┌──
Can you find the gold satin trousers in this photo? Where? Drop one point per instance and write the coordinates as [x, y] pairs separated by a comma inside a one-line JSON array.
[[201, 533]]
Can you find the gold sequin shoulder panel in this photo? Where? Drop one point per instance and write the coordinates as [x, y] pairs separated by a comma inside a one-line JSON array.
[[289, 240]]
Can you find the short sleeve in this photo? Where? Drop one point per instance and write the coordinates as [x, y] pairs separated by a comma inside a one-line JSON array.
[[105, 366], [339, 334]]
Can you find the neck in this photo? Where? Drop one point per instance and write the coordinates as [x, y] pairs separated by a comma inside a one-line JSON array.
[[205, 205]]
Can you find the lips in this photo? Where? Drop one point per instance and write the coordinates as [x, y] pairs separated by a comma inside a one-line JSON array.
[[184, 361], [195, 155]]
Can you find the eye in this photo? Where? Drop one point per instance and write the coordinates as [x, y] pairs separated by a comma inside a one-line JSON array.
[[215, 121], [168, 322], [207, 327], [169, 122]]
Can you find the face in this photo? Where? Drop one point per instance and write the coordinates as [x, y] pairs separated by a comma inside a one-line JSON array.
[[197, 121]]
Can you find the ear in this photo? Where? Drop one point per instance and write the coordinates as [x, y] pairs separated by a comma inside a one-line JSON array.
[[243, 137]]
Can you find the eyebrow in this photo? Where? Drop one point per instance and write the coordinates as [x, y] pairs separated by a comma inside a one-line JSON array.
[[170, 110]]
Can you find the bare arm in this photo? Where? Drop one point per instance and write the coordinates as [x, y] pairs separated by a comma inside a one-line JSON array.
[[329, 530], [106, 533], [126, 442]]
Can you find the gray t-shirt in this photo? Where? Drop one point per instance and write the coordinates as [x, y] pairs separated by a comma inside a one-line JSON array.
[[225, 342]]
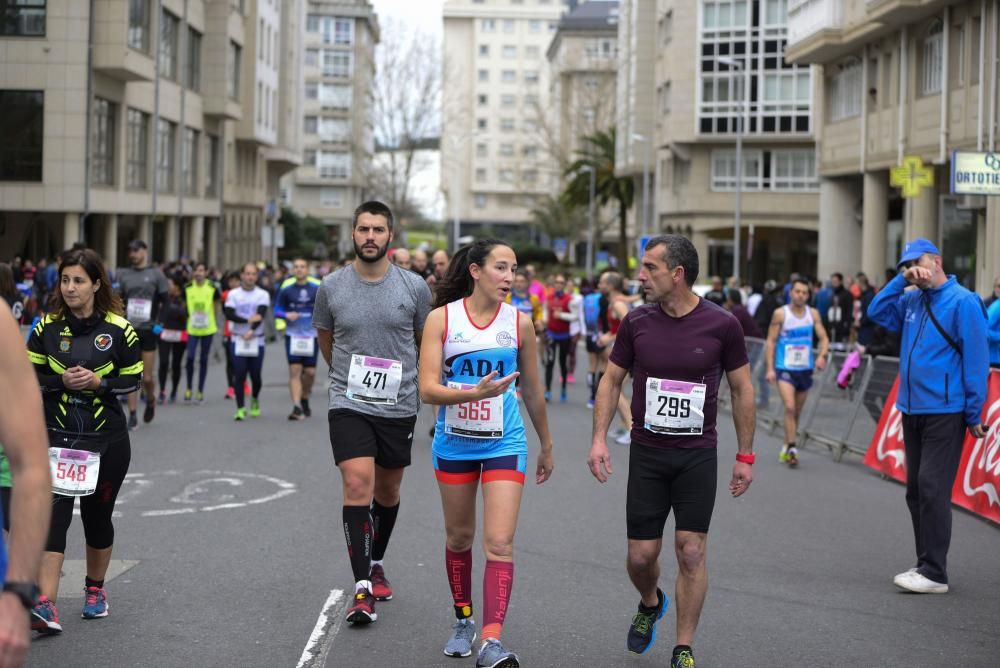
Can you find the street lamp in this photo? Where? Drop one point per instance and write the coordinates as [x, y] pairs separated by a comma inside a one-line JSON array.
[[590, 220], [737, 64], [645, 182]]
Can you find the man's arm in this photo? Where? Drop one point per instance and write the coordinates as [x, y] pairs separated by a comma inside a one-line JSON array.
[[22, 431]]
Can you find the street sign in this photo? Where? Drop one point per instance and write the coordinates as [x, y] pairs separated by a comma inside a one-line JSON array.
[[975, 173], [911, 176]]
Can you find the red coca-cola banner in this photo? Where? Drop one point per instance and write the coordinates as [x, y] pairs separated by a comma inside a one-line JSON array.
[[977, 485]]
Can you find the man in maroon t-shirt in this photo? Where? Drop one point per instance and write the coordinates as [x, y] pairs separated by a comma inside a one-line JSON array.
[[677, 347]]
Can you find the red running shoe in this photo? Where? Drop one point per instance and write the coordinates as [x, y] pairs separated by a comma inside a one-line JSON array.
[[381, 589], [362, 611]]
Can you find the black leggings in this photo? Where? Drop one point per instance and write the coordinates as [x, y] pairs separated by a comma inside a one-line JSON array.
[[552, 347], [95, 509], [171, 355]]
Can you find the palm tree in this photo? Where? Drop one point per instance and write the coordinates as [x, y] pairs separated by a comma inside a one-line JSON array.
[[598, 154]]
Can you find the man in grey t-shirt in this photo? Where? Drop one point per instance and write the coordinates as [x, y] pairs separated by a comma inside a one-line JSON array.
[[368, 317], [143, 288]]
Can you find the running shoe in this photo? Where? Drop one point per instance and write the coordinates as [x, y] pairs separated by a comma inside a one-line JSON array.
[[682, 658], [494, 655], [363, 609], [381, 589], [45, 617], [642, 632], [463, 634], [95, 603]]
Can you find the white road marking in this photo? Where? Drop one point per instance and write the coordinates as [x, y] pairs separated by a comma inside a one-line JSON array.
[[321, 639]]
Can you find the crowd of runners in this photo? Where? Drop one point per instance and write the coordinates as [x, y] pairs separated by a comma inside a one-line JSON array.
[[476, 337]]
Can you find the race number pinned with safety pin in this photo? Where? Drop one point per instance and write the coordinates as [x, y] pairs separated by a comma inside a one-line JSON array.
[[74, 472], [674, 408], [474, 419], [374, 380]]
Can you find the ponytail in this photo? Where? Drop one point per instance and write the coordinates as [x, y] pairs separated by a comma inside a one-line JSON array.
[[457, 282]]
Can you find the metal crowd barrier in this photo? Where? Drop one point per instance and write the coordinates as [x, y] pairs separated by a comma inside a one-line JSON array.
[[843, 419]]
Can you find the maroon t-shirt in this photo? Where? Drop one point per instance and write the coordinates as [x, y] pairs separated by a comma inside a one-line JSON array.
[[696, 348]]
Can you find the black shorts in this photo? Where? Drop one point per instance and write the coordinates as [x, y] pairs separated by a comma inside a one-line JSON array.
[[388, 440], [148, 342], [661, 479]]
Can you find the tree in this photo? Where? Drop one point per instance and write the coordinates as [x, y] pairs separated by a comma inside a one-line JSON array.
[[598, 154], [406, 113]]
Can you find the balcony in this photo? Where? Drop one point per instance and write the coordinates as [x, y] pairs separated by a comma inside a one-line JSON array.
[[122, 52]]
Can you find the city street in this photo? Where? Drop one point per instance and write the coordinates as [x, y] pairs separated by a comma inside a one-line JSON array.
[[229, 544]]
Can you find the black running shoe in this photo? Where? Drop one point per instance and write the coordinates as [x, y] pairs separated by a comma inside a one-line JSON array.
[[642, 632]]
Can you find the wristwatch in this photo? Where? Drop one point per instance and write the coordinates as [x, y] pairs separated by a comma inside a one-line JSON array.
[[26, 591]]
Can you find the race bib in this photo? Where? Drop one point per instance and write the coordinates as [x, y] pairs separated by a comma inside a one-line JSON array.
[[796, 356], [172, 335], [302, 346], [139, 310], [199, 320], [373, 380], [246, 348], [475, 419], [674, 408], [74, 472]]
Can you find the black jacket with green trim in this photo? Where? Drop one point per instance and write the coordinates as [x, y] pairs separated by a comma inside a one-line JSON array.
[[106, 345]]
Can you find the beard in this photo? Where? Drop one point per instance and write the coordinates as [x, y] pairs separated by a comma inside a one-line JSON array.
[[370, 259]]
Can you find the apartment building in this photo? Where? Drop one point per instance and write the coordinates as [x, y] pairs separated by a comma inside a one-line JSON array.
[[142, 136], [338, 52], [902, 79], [689, 72], [495, 156]]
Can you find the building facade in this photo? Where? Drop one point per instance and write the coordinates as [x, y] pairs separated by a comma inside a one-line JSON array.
[[695, 80], [902, 79], [130, 139], [338, 51], [496, 159]]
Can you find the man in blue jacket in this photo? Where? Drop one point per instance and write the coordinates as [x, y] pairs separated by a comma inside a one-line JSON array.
[[943, 367]]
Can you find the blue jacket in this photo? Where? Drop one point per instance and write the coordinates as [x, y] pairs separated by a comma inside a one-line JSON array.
[[933, 378], [993, 332]]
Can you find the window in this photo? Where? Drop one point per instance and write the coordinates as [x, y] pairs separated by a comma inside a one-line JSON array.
[[103, 152], [138, 25], [212, 168], [189, 161], [169, 25], [137, 146], [192, 67], [21, 134], [234, 70], [337, 63], [331, 198], [845, 91], [166, 133], [333, 165], [932, 59], [22, 18]]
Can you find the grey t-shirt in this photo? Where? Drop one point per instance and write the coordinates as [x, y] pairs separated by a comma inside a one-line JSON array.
[[146, 283], [376, 319]]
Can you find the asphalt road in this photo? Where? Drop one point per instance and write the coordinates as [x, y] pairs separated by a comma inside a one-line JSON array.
[[229, 546]]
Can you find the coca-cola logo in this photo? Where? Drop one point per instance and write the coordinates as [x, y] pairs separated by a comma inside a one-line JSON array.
[[982, 471]]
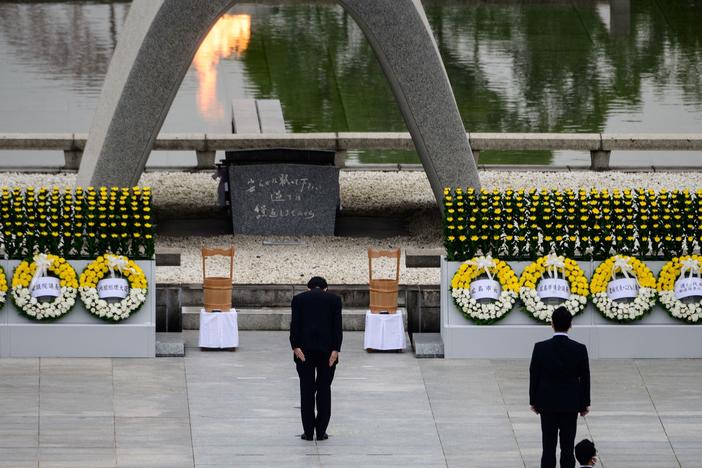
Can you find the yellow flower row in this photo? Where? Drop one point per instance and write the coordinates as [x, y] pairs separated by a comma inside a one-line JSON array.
[[603, 273], [3, 281], [98, 269], [671, 271], [468, 272], [533, 273], [59, 267]]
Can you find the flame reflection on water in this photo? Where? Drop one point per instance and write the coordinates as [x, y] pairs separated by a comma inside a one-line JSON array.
[[230, 35]]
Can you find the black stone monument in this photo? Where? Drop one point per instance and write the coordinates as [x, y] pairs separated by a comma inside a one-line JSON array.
[[282, 192]]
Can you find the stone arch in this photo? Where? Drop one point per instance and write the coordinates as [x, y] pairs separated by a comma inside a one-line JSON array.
[[161, 37]]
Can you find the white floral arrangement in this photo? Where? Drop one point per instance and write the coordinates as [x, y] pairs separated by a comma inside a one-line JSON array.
[[26, 276], [670, 274], [96, 271], [630, 268], [468, 272], [3, 287], [550, 267]]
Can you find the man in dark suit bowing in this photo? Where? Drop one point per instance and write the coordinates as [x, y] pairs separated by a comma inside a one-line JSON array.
[[559, 389], [315, 337]]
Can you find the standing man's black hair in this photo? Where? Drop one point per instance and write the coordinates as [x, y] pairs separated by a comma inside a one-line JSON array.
[[317, 282], [561, 320]]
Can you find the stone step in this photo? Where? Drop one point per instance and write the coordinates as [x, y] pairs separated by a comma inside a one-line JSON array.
[[170, 344], [428, 345], [275, 318]]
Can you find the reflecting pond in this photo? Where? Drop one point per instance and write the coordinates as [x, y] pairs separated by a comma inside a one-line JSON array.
[[560, 66]]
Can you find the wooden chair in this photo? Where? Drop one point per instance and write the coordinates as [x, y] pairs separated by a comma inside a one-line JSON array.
[[218, 289], [383, 292]]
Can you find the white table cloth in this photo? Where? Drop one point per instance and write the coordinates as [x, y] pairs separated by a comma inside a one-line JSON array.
[[384, 331], [218, 329]]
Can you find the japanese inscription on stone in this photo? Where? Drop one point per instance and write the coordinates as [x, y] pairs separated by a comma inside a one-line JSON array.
[[284, 199]]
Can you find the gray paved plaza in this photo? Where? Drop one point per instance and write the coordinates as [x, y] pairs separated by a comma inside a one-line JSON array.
[[241, 409]]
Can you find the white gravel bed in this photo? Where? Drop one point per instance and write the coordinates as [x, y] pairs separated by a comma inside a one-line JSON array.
[[340, 260]]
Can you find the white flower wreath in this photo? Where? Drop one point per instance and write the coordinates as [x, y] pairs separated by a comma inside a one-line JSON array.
[[631, 268], [484, 314], [670, 273], [27, 274], [3, 287], [553, 265], [113, 311]]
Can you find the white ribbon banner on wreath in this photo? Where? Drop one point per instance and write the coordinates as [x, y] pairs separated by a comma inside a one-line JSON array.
[[623, 288], [485, 289], [553, 286], [42, 285], [692, 284], [113, 287]]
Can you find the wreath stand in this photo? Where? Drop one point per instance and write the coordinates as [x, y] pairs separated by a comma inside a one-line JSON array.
[[384, 329], [219, 327]]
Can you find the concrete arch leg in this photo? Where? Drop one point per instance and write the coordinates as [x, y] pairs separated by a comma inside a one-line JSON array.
[[160, 39]]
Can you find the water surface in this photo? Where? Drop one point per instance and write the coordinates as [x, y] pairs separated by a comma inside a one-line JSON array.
[[568, 66]]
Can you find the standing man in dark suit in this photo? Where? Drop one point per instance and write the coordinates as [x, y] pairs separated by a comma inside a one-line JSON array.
[[315, 337], [559, 389]]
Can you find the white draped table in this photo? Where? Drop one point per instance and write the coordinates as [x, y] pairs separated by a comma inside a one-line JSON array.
[[218, 329], [384, 331]]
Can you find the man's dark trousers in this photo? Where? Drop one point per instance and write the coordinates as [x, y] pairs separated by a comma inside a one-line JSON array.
[[315, 385], [551, 424], [559, 389]]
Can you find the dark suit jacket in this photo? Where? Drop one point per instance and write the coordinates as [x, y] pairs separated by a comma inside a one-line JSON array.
[[316, 321], [559, 376]]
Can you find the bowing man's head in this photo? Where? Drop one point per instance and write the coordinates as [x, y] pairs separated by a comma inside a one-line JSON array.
[[561, 320], [317, 282], [585, 453]]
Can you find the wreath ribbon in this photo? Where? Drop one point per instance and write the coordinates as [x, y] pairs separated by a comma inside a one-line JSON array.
[[115, 262], [553, 264], [43, 263], [690, 265], [484, 263], [622, 264]]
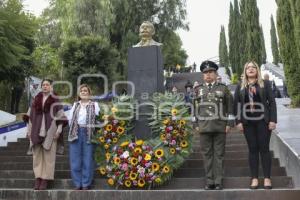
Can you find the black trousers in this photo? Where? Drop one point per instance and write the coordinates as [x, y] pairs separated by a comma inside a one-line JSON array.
[[258, 138]]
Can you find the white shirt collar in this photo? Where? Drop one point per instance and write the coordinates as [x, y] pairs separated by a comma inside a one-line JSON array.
[[210, 83]]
└──
### Exercise goal
Please copy the items starting at the line that contains "Can you find the man's dark" and ending at the end of the items, replacing "trousers" with "pants" and changing nothing else. Leave the pictures out.

### Solution below
Can you find the man's dark pants in this photo? Where? Drop one point per instance and write the coordinates as [x, y] pairs separated by a comma inside a one-line JSON array.
[[315, 385], [551, 424], [559, 389]]
Can you find the dark suit jacket in this photo? Where? Drop one point per instance and write the coordinates as [x, y] pairs separated by a comma inside a one-line JSON array.
[[316, 321], [559, 376]]
Can you find the bowing man's head in this photo? Where? Drop one point per instance and write the coordinates as [x, y] pairs separated by a comma inside a one-line JSON array.
[[561, 320], [317, 282], [585, 453]]
Can you find the wreath ribbon in this photo? Where? Drop one point per instance and write the coordinates as [x, y] pairs separated by a comma inside a one-line JSON array.
[[115, 262], [553, 264], [43, 263], [690, 265], [484, 263], [622, 264]]
Can you find the black pants in this photo? Where? Drop one point per instance and write the coordinates as [x, y] pairs separated by a comma inside a one-line JSON array.
[[258, 138]]
Can you find the white shirt collar in this photo? Where? Drop one point per instance and write the coordinates as [x, y] pairs separated by a comma inside a one-line JSON array.
[[210, 83]]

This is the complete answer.